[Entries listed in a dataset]

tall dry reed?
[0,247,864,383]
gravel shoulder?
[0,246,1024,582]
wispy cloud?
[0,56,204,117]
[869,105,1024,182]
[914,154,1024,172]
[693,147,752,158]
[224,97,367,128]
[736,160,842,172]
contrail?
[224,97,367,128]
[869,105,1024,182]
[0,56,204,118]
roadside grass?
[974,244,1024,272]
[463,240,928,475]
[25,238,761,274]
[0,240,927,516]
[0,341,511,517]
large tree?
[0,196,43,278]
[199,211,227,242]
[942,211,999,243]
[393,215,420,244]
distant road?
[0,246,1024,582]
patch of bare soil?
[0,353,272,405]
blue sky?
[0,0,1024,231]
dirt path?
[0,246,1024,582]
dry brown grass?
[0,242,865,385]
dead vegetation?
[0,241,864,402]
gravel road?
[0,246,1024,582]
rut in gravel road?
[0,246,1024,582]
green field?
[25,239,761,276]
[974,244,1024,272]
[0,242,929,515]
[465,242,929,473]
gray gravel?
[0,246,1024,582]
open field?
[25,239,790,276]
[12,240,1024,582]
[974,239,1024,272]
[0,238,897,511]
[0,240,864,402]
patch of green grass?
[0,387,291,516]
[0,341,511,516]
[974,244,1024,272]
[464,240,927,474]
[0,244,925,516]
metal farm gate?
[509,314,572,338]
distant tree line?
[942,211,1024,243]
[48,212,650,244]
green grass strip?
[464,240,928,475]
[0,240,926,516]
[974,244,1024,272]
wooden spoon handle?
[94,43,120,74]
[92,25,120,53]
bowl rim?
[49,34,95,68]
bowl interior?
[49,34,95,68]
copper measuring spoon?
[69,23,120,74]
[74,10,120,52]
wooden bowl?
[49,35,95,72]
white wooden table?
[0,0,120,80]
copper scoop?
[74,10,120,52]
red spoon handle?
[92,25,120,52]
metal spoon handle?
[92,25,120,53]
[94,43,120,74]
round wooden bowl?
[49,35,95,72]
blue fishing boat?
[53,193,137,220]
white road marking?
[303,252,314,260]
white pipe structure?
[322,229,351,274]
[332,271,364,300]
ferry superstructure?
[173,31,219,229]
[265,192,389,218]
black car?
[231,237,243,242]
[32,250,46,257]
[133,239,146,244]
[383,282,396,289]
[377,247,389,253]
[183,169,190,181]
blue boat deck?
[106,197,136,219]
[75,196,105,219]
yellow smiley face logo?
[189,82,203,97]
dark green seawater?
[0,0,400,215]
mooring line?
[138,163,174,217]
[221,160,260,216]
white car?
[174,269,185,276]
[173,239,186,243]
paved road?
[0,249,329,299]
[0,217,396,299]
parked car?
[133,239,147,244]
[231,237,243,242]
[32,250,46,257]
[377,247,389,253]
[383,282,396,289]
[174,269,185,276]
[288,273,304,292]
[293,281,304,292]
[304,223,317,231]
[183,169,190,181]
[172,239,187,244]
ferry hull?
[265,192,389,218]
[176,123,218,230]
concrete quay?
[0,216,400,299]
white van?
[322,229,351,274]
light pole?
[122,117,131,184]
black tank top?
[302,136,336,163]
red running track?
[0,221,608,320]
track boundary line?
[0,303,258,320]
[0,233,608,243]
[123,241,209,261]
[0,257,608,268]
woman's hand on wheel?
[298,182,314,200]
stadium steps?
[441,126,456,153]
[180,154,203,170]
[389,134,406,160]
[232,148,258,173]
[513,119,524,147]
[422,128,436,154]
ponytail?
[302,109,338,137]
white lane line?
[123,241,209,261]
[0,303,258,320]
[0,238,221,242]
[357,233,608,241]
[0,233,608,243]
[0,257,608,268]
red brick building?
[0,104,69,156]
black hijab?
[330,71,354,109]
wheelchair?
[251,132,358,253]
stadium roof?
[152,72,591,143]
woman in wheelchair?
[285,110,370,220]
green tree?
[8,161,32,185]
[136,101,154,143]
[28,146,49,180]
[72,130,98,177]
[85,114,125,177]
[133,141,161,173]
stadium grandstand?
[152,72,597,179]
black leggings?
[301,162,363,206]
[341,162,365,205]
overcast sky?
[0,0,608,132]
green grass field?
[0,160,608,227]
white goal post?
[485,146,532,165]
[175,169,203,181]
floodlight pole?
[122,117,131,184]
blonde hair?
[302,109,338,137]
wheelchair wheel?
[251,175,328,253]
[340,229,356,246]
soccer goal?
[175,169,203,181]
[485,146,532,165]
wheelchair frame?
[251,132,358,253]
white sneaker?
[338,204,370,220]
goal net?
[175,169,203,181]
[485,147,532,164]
--
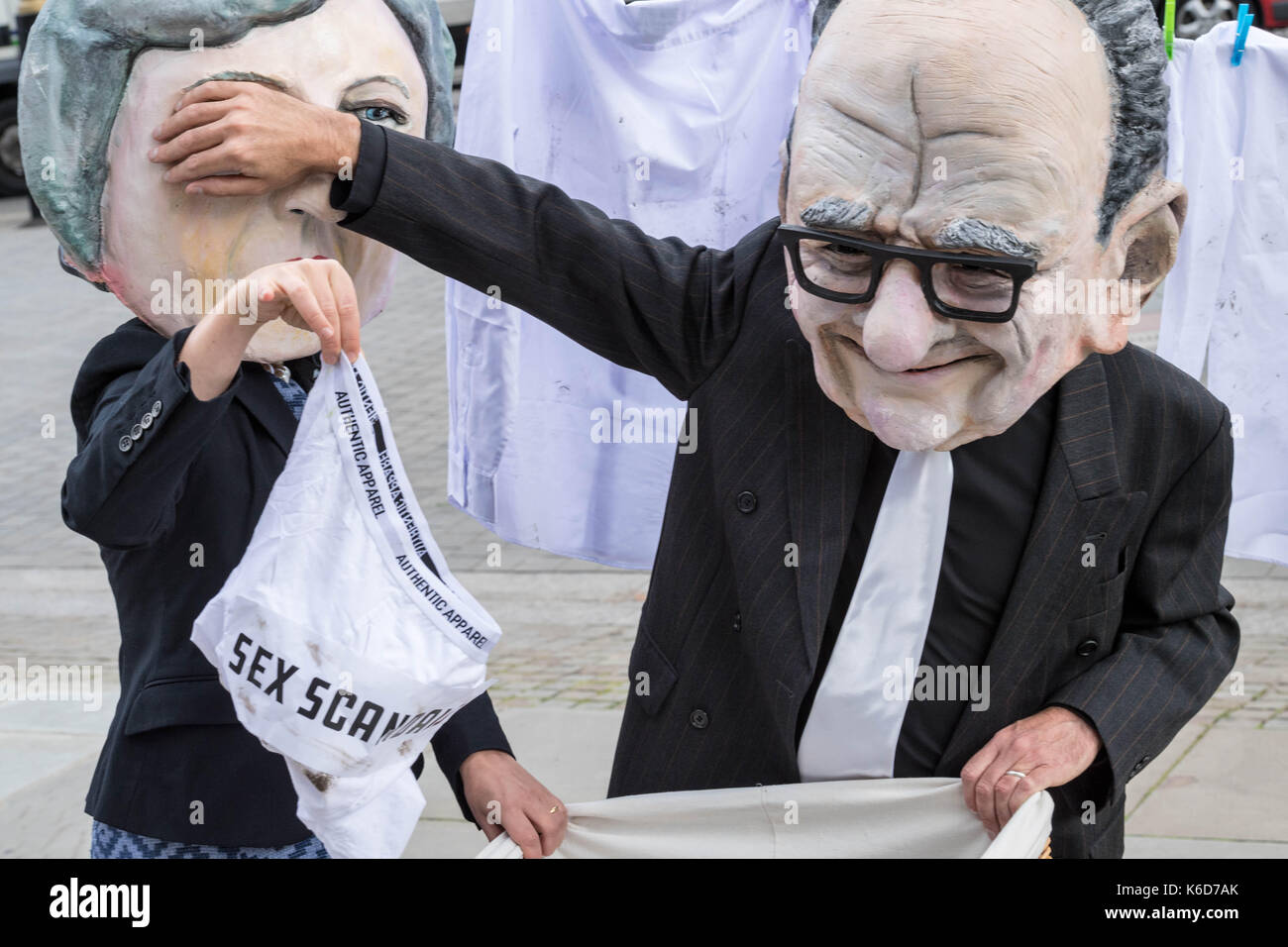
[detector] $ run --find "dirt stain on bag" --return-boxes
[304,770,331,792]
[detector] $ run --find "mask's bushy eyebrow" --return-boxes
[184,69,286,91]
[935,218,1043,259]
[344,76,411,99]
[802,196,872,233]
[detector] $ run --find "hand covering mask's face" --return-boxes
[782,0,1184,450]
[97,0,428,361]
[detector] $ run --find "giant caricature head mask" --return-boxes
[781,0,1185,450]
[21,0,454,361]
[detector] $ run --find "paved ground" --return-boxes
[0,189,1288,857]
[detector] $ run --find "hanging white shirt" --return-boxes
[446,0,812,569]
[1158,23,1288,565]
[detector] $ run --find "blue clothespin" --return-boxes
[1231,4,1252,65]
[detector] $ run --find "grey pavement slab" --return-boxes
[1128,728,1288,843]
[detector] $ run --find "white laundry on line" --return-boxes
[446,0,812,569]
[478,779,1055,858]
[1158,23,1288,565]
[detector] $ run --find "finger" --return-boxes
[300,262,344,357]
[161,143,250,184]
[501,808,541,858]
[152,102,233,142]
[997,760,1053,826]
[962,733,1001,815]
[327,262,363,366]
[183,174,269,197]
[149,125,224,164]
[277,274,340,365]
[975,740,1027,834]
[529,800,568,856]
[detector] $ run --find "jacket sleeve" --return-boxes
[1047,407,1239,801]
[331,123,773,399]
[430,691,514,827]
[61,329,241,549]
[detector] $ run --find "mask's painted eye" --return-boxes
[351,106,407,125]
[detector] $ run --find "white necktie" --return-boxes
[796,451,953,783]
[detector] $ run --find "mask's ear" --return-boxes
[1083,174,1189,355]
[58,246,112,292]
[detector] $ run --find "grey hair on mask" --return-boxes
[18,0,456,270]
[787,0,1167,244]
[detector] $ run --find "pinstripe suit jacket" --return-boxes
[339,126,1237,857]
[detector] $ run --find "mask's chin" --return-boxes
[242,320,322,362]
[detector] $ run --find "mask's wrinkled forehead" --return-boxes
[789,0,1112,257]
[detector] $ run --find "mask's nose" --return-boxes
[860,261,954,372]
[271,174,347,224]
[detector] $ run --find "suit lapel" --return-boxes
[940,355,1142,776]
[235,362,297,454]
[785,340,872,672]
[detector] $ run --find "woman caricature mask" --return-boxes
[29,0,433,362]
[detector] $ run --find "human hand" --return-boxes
* * *
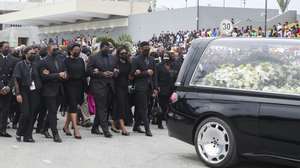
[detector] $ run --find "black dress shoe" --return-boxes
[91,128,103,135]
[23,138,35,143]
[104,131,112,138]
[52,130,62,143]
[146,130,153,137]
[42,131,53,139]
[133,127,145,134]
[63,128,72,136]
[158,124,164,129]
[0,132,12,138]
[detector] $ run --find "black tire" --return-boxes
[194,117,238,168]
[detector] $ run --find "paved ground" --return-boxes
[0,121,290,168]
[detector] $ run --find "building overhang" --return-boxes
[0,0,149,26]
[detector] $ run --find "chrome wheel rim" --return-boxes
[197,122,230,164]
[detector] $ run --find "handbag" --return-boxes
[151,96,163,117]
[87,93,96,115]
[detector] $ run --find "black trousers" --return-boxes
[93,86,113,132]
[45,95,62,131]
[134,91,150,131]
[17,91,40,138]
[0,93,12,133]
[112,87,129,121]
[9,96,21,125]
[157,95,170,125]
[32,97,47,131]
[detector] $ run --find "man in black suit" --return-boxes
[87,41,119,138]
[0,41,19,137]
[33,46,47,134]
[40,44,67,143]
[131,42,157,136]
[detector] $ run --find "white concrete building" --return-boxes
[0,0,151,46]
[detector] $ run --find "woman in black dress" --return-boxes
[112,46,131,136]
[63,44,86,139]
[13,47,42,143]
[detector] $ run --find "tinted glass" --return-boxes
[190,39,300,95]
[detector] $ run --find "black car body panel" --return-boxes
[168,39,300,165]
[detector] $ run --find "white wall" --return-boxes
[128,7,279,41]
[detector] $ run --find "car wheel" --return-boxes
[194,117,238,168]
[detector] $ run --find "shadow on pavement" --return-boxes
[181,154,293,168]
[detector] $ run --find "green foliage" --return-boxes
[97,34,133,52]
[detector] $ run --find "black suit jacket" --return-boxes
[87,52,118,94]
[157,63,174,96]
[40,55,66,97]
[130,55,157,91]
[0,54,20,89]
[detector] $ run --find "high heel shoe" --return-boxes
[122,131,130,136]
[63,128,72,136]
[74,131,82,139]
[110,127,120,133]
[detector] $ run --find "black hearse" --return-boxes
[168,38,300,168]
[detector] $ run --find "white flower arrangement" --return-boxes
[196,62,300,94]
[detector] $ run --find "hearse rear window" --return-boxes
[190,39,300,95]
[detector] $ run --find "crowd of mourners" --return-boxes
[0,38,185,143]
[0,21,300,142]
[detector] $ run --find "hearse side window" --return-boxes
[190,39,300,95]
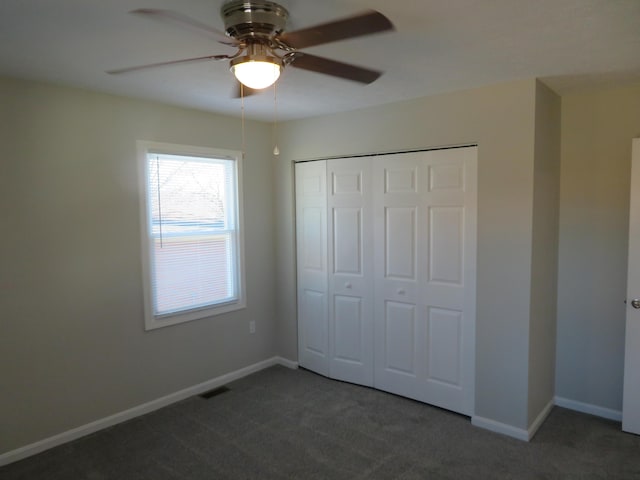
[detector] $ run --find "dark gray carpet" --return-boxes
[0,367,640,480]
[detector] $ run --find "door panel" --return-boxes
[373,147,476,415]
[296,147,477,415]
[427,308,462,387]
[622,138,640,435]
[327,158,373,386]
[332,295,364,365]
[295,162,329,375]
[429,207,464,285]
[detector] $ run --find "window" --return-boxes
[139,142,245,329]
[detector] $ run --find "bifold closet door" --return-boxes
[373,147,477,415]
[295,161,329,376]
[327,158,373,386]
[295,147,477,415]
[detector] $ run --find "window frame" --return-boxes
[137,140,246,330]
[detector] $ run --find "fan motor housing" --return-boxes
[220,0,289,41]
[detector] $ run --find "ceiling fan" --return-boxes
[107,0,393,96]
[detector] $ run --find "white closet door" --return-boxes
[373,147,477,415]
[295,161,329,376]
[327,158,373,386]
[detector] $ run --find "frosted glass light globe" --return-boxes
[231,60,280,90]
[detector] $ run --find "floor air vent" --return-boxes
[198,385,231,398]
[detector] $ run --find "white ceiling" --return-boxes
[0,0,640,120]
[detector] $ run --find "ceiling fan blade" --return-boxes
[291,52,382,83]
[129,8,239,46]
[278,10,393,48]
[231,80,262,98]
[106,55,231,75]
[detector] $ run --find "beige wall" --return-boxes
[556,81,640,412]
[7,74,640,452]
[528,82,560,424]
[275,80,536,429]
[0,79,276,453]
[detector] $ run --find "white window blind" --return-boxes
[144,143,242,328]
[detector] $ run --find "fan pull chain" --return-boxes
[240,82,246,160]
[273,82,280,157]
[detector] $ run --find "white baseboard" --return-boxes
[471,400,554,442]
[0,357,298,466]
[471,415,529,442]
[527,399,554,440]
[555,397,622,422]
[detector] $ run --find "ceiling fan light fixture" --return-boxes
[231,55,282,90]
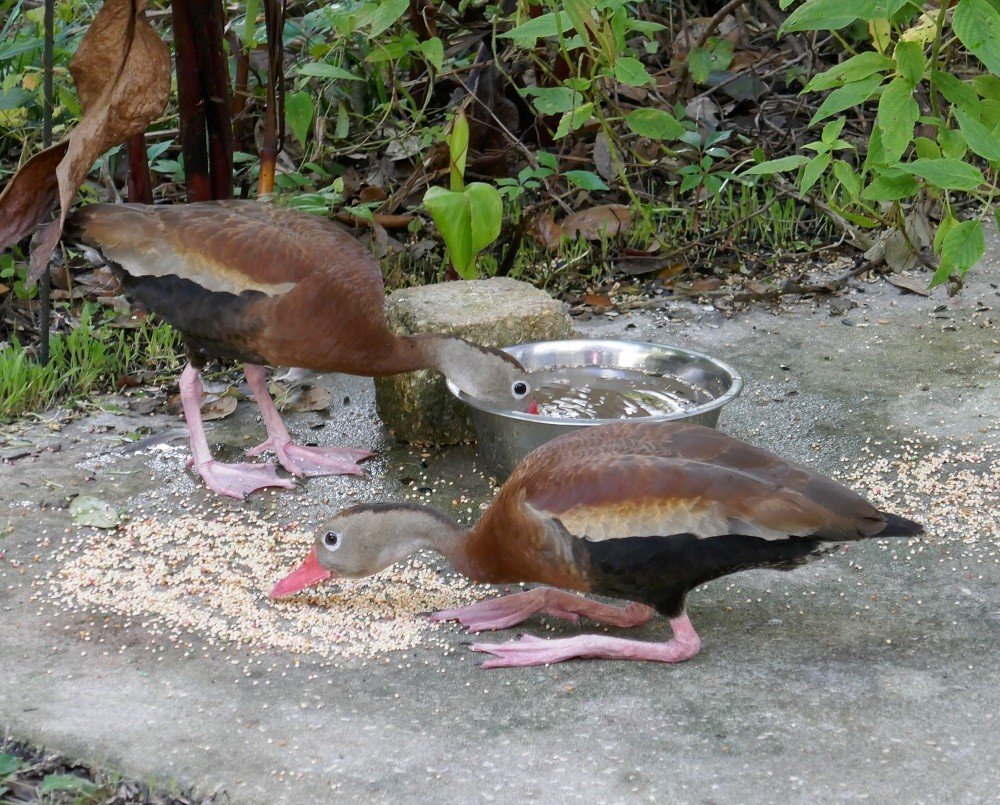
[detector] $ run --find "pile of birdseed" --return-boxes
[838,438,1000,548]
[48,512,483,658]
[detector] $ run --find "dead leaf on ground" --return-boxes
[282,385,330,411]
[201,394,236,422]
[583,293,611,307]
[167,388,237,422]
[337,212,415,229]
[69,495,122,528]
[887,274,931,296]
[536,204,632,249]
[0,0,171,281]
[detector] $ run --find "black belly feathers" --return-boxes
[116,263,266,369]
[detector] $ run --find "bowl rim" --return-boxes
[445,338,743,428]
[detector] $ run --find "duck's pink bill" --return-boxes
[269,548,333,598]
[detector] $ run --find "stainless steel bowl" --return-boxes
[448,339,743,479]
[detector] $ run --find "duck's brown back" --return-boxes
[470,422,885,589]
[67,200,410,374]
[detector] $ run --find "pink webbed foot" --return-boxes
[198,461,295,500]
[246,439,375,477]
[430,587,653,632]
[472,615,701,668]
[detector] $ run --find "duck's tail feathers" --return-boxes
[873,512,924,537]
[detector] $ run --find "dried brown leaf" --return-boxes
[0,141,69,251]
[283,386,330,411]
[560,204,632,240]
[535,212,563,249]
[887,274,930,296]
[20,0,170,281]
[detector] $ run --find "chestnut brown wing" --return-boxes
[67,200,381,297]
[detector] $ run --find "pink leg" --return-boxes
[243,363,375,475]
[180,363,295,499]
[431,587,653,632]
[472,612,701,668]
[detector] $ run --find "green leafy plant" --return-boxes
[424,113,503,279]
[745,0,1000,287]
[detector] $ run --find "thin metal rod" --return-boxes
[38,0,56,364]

• OBJECTIVE
Express everything from the line containing "copper measuring spoon?" down to the line containing "[0,217,396,299]" as a JSON list of strings, with one string per line and blank lines omitted.

• RESPONSE TO THE EXERCISE
[
  "copper measuring spoon?",
  "[69,23,120,74]",
  "[74,10,120,52]",
  "wooden bowl?",
  "[49,35,95,72]",
  "white wooden table?",
  "[0,0,120,80]",
  "copper scoop?",
  "[74,10,120,52]",
  "red spoon handle?",
  "[92,25,120,52]",
  "metal spoon handle?",
  "[92,25,120,53]",
  "[94,43,120,74]",
  "round wooden bowl?",
  "[49,35,95,72]",
  "blue fishing boat?",
  "[53,193,137,220]",
  "white road marking?",
  "[303,252,314,260]",
  "white pipe structure?",
  "[322,229,351,274]",
  "[332,271,364,300]",
  "ferry superstructure?",
  "[173,31,219,229]",
  "[265,192,389,218]",
  "black car?",
  "[231,237,243,242]",
  "[32,250,46,257]",
  "[133,239,146,244]",
  "[383,282,396,289]",
  "[377,247,389,253]",
  "[183,169,190,181]",
  "blue boat deck?",
  "[106,197,136,219]",
  "[75,196,105,219]",
  "yellow smiley face logo?",
  "[189,82,203,97]",
  "dark green seawater?",
  "[0,0,400,215]",
  "mooring line?",
  "[138,163,174,217]",
  "[221,160,260,216]",
  "white car?",
  "[174,269,185,276]",
  "[173,239,186,243]",
  "paved road?",
  "[0,249,329,299]",
  "[0,217,396,299]"
]